**Requirements**
Rescale everything from the line containing "Practice step: put a point on each instance of the backpack" down to the end of the records, and write only those lines out again, requests included. Multiply each point coordinate in the answers by 0.45 and round it to a whole number, rounding halves up.

===

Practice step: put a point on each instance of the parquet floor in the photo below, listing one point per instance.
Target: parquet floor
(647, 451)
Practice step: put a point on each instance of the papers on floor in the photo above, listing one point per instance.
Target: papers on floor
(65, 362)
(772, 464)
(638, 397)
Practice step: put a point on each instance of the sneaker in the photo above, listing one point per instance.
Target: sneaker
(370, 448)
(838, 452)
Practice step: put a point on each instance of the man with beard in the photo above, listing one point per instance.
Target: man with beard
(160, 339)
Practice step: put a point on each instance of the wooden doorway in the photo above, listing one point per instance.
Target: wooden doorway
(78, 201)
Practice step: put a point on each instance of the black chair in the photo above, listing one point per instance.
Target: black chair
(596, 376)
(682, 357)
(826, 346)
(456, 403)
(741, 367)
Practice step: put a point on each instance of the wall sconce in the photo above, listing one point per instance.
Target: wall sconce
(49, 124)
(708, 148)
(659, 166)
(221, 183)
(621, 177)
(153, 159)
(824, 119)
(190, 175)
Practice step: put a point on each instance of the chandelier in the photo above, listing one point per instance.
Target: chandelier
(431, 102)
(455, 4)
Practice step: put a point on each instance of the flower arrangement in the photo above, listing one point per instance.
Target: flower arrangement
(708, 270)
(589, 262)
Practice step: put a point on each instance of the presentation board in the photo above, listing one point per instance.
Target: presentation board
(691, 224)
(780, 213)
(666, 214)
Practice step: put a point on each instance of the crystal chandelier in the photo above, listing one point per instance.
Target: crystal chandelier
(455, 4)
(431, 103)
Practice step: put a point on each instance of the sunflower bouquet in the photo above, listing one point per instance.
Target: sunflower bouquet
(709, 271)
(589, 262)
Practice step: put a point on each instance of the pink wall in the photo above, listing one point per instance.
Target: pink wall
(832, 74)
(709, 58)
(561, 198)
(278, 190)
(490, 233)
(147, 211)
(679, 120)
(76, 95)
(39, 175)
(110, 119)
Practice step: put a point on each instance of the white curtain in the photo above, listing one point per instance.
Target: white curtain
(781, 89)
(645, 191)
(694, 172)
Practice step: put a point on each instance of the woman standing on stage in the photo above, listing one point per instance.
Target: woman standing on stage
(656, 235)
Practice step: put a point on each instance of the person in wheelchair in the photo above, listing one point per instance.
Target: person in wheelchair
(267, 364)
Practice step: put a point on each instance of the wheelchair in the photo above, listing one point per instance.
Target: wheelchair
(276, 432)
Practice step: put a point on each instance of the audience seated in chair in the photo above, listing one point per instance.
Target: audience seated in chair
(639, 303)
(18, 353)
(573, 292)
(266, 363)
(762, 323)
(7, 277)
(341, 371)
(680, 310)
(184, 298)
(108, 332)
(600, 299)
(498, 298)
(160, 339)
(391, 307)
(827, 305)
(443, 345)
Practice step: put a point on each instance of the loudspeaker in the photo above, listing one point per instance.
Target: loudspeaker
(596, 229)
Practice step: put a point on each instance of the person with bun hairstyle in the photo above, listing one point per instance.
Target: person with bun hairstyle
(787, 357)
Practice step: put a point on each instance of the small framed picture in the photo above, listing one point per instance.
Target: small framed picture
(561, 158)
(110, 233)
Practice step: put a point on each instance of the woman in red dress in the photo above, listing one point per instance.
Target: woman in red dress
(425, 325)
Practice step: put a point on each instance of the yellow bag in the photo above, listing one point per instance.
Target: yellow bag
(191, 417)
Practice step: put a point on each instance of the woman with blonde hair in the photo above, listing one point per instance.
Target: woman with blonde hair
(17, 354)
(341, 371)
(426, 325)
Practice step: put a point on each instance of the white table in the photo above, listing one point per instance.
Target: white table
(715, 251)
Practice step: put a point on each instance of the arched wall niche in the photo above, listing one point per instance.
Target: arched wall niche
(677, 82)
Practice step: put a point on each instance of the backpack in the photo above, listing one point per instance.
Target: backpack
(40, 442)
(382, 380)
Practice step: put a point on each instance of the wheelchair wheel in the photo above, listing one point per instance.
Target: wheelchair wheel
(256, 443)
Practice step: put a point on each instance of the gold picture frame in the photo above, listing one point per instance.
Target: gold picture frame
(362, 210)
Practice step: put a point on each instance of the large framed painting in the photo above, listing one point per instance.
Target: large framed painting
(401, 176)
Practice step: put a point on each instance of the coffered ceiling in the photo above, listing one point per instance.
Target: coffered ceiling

===

**Expected output**
Practice step: put a point on each instance of the backpack in the photo above, listing one point per instance.
Target: backpack
(18, 199)
(172, 171)
Practice step: put a point on each instance of the wheelchair wheel in the photo above, listing one point per instance.
Target: wheelchair wheel
(115, 199)
Practice step: put a point on each instance of the gold picture frame in the photo above, listing one point per instance.
Target: gold picture frame
(163, 95)
Practice step: put a point on each instance of the large framed painting in the photo above, listing one point per instance.
Target: large framed painting
(180, 79)
Practice step: put a point on each instance of the coffered ceiling in the photo above, listing one point per instance.
Target: coffered ceiling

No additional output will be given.